● Input rows:
····················
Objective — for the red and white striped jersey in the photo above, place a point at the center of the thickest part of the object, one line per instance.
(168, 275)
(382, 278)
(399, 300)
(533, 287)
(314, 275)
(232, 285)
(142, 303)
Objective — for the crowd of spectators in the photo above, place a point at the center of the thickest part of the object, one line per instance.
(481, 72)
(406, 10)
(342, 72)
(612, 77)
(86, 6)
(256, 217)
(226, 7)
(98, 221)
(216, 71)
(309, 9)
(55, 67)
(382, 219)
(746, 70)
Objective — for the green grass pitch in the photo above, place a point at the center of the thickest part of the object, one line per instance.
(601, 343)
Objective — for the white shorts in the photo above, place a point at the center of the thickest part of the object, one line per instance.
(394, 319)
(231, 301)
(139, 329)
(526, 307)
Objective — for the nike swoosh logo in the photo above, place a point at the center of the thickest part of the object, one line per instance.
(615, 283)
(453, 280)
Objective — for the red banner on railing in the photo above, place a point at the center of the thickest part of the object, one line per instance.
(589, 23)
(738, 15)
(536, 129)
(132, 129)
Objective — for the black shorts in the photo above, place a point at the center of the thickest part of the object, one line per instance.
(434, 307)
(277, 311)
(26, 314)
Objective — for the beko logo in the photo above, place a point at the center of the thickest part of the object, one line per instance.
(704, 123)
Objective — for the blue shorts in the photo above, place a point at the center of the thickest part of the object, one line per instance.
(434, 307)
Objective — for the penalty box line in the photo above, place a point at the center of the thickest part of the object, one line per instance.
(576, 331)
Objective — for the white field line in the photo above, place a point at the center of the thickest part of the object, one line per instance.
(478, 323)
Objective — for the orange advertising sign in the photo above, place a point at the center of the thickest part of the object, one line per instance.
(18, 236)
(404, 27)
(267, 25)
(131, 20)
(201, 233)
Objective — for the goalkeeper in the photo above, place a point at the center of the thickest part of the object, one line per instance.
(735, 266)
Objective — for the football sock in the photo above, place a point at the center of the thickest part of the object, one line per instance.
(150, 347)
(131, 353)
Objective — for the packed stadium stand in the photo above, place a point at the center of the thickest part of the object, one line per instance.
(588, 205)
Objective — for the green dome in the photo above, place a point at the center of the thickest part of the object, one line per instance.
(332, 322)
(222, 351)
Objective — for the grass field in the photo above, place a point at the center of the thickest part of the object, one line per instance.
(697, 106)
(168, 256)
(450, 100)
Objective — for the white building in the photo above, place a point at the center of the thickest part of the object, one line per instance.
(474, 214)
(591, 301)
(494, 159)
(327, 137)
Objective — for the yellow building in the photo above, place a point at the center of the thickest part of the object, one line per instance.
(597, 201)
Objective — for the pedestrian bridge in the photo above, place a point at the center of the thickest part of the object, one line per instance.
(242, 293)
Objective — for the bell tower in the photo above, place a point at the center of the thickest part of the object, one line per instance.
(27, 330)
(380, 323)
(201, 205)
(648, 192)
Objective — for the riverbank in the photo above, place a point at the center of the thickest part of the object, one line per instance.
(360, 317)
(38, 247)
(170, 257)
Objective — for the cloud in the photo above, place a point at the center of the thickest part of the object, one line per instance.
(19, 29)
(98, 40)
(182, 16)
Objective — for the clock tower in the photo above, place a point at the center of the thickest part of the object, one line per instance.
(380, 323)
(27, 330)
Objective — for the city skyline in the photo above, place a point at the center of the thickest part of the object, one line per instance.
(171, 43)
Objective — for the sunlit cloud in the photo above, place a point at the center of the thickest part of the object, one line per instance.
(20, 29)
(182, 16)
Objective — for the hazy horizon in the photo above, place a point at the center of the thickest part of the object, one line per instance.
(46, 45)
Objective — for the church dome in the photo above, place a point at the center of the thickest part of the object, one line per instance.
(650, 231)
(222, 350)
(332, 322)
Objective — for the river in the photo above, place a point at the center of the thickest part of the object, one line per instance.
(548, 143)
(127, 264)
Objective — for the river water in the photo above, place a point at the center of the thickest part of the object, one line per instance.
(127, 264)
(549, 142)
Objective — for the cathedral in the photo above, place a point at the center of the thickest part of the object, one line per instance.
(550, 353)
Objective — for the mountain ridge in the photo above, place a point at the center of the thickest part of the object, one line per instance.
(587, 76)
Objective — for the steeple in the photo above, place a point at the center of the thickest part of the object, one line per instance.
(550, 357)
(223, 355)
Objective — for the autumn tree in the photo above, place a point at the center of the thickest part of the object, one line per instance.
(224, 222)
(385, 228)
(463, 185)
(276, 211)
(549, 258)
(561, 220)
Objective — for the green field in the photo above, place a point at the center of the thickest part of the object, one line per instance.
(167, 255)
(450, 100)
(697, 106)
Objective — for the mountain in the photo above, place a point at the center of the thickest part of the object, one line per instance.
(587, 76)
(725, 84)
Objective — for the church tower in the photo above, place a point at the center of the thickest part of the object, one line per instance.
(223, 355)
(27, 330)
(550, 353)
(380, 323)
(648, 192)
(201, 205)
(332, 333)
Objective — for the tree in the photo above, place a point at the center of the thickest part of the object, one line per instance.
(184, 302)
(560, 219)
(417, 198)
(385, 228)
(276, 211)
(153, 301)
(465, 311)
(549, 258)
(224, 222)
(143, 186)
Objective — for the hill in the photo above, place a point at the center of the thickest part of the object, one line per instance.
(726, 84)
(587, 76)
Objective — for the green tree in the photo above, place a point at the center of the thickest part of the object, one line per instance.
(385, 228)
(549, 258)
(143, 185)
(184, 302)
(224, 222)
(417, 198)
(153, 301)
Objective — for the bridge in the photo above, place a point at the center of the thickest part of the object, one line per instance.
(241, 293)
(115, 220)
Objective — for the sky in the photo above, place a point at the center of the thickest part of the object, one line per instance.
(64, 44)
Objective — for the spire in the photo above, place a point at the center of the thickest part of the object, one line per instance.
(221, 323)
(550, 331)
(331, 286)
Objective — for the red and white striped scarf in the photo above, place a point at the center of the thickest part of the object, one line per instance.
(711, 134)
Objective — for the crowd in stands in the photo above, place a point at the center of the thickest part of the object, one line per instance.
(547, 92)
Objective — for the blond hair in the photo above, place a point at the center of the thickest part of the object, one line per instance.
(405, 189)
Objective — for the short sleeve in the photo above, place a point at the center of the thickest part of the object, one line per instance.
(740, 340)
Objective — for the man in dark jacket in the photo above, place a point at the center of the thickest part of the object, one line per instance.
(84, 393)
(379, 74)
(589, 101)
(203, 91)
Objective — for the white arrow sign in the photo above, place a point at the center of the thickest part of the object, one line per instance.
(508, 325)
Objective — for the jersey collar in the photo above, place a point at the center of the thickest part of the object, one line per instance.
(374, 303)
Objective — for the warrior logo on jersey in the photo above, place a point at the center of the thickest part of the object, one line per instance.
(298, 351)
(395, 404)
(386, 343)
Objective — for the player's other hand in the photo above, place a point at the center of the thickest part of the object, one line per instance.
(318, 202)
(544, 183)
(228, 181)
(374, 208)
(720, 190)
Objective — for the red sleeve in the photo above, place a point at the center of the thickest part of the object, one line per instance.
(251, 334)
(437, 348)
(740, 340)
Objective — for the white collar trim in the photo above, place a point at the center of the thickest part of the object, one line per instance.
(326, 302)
····················
● Given problem: Please render all the lines above as a two-column CSV with the header label_text,points. Give one row for every line beginning "Objective", with that line's wording in label_text and all the points listed under it in points, each field quoted and with line breaks turned into spaces.

● The response:
label_text,points
"Objective — for the red and white striped jersey in the photo above, place a point at the center of the thickest part of the object, one line per instance.","(168, 275) (382, 278) (399, 300) (533, 287) (314, 275) (232, 285) (142, 303)"
"Objective — for the crowd of spectators in the photo above, place a point at the center of the thickest part of the object, one line per instance.","(481, 72) (406, 10) (342, 72) (612, 77) (86, 6) (256, 217) (226, 7) (98, 221) (216, 71) (309, 9) (55, 67) (382, 219) (746, 70)"
"Objective — for the green grass pitch in the photo above, place a point at the center of the thickest part of the object, one line per instance.","(601, 343)"
"Objective — for the white shorts in the photo above, place a point at the center of the thickest part of the object, one line per instance.","(394, 319) (231, 301) (139, 329) (526, 307)"
"Objective — for the nike swoosh logo in the photo above, place a point at the center of the thickest part of the object, one line per instance.","(615, 283) (453, 280)"
"Objective — for the red banner on railing in the photo above, place a point at the center of the thickest part of the object, one line per instance.","(589, 23) (738, 15) (536, 129) (132, 129)"
"Objective — for the black shorts in the photo above, place a point at the center of the thickest part of the object, one line per instance.","(434, 307) (277, 311) (26, 314)"
"Objective — for the beko logo in the photo above, place a point at the center of the thickest part of the object, one line per instance.","(704, 123)"
"Objective — for the blue shorts in the photo above, place a point at the center of the thickest part of the object, one line per instance.","(434, 307)"
"Objective — for the penalty box line in the photo above, place a point at the center of the thickest part of the object, one line per instance.","(576, 331)"
"Objective — for the white field line in the photo above, place a point at the center of the thickest part of the object, one line per instance.","(478, 323)"
"Objective — for the orange advertising sign in the photo above, place a point at the center of the thickest part of the object, one line per instance.","(18, 236) (404, 27) (267, 25) (131, 20) (201, 233)"
"Objective — for the goalkeeper in the photo above, place a point at the center of the thickest part of the object, one line per instance.","(735, 266)"
"Objective — for the football sock in the photo above, place a point at the center of the thickest part of the object, one line per instance.","(150, 347) (131, 353)"
"Objective — for the packed stadium stand in the photo above, place a point at the center of the thickest part of the object, one line per instance.","(588, 205)"
"Objective — for the green dome in the photo above, place a point at the center of the thickest part of the object, one line per instance.","(332, 322) (222, 351)"
"Objective — for the grass field in the photo above, place a point at the center of the thickest part of the object, one line per instance.","(697, 106) (168, 256) (450, 100)"
"Objective — for the white building in the photo above, place a point at the center of the thickest part of the object, one line per instance.","(474, 214) (591, 301) (494, 159) (327, 137)"
"Objective — for the yellow building in the photo above, place a point at the center of the thickest part of the object, one line per instance.","(597, 201)"
"Objective — for the pedestrian bridge in the photo above, place a point at the center of the thickest part of the object, one line per instance.","(242, 293)"
"Objective — for the bell tower in the photo above, place a point at the center of the thickest part of the object, one line per instance.","(27, 330) (380, 323) (201, 205) (648, 192)"
"Objective — for the riverbank in the photo above, place a point at the center of the thickest part of the object, one line per instance.","(360, 317) (38, 247) (170, 257)"
"Objective — for the cloud in the photo above, place a point at the center of the thickest part of the object, one line per instance.","(19, 29) (98, 40) (182, 16)"
"Objective — for the clock tower in the photo above, place a point at the center of the thickest part of the object, one line per instance.","(380, 323) (27, 330)"
"Objective — for the city skyline in the photo above, place a point at the center of the thickest part of the object, one line per instance.","(171, 43)"
"Objective — for the sunlit cloud in the photo above, place a point at the center of the thickest part of the object, one line per instance.","(20, 29) (182, 16)"
"Objective — for the hazy horizon in the photo above, place a point at the center of the thickest part of the object, one line per instance.","(46, 45)"
"Objective — for the church dome in the photo above, place a point at the center of the thickest part of the object, one line per instance.","(650, 231) (222, 350) (332, 322)"
"Objective — for the river in the photo above, place a point at the center of the thickest part of the object, one line per instance.","(548, 143) (127, 264)"
"Objective — for the river water in the photo above, place a point at the center of the thickest part of the object, one line per instance.","(127, 264) (549, 142)"
"Objective — for the cathedral in the photo above, place a point at the center of the thickest part of the object, one line per instance.","(550, 353)"
"Objective — for the mountain ridge in the photo above, place a point at the center of the thickest part of the object, one line per instance.","(587, 76)"
"Objective — for the steeple in the photo above, place a point at the center of the thickest part of the object, one line per instance.","(550, 357) (223, 355)"
"Objective — for the autumn tree in the photo above, place a point at the center of the thickest part of the object, one line per instance.","(224, 222) (385, 228) (463, 185) (276, 211) (549, 258) (561, 220)"
"Objective — for the green field in the photo above, place a point at the center of the thickest part of the object, one line per instance.","(167, 255) (450, 100) (697, 106)"
"Objective — for the mountain in the photo above, place a point at the center of the thickest part of the object, one line per instance.","(587, 76) (725, 84)"
"Objective — for the church tower in the photo above, place a point at the center of the thickest part of the object, one line per instance.","(223, 355) (27, 330) (550, 353) (380, 323) (648, 192) (201, 205) (332, 333)"
"Objective — for the tree in the photo above, place a point at the center of the thickest part of the object, one line per instance.","(184, 302) (560, 219) (417, 198) (385, 228) (276, 211) (153, 301) (465, 311) (549, 258) (224, 222) (143, 186)"
"Objective — for the hill in the photo above, place a point at the center of the thickest part of the object, one line per instance.","(726, 84) (587, 76)"
"Objective — for the green tree in the photo above, place a point at the center of the thickest part of the object, one line per instance.","(385, 228) (549, 258) (143, 185) (184, 302) (224, 222) (417, 198) (153, 301)"
"Objective — for the bridge in the photo above, place a point at the center of the thickest part of the object, one line per instance.","(241, 293) (115, 220)"
"Objective — for the sky in the photo above, place a point at the center of the thickest part of the object, one line per instance.","(64, 44)"
"Objective — for the spire in the photo above, place a point at the center of the thickest part of the object, one line per instance.","(221, 323) (550, 331) (331, 286)"
"Objective — for the red and white striped scarf in the photo above, place a point at the center of the thickest part of the object, one line per instance.","(711, 134)"
"Objective — for the crowd in stands in the photo above, place a point at the center of the thickest part of the object, one line per instance.","(547, 92)"
"Objective — for the blond hair in the photo above, place a point at the center of the thickest part of the object, one line per instance.","(405, 189)"
"Objective — for the short sleeve in the photo above, place a point at the center of the thickest part of the object, one line per instance.","(740, 340)"
"Objective — for the man in dark jacket in the photo above, place a point at the center of the thickest part of the object, one line per instance.","(84, 393) (379, 74) (589, 101) (203, 91)"
"Objective — for the white arrow sign in the photo above, place a point at the center of the thickest part of the object, one line per instance.","(508, 325)"
"Objective — for the jersey collar in the photo above, place a point at the center of the thickest part of the object, one line per instance.","(374, 303)"
"Objective — for the warrior logo on jersey in the photo above, place a point at the center of the thickest part of the object, one line per instance.","(298, 351) (395, 404) (386, 343)"
"Objective — for the player's other hand in the photo above, place a point at the center of the thickest part of the object, one line per instance.","(318, 202) (544, 183) (228, 181) (374, 208) (720, 190)"
"Objective — for the red sleeve in the photo above, place a point at the center of the thickest part of the object, one line per instance.","(251, 334) (437, 348) (740, 340)"
"Objective — for the white collar trim in the photo above, place a point at the center of the thickest part of the object, one line per instance.","(326, 302)"